→ Task description: Can you copy, word for word, the lines of the records that start at the line containing "Where can you see the wooden utility" and end after the line containing "column 248, row 134"?

(Object position labeling entries)
------------------------------------------------

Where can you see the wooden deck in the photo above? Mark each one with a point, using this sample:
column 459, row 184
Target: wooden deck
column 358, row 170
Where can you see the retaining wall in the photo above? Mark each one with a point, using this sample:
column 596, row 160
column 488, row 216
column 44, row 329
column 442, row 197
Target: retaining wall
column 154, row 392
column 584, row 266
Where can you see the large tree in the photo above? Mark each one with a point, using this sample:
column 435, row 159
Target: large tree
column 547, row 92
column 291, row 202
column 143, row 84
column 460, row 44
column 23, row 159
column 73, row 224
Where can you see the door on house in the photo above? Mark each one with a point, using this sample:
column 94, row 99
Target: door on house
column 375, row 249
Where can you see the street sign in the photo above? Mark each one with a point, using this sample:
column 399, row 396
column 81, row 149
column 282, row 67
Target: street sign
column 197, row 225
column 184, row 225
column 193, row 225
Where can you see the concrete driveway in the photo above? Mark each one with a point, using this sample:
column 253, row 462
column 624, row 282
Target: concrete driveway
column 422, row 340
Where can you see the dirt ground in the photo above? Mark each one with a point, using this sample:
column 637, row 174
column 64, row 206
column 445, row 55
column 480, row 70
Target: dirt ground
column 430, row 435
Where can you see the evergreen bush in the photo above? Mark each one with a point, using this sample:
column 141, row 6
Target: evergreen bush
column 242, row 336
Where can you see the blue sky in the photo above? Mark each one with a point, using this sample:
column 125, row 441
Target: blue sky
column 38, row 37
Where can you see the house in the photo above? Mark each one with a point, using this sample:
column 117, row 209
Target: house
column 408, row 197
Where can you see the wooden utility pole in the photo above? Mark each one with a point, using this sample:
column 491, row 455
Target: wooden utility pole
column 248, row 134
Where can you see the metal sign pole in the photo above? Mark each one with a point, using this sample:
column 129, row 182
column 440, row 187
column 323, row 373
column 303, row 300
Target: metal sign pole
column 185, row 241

------------------------------------------------

→ Worked solution:
Where can you see the wooden utility pole in the photo above? Mark each one with a point, using this sample:
column 491, row 455
Target: wooden utility pole
column 248, row 134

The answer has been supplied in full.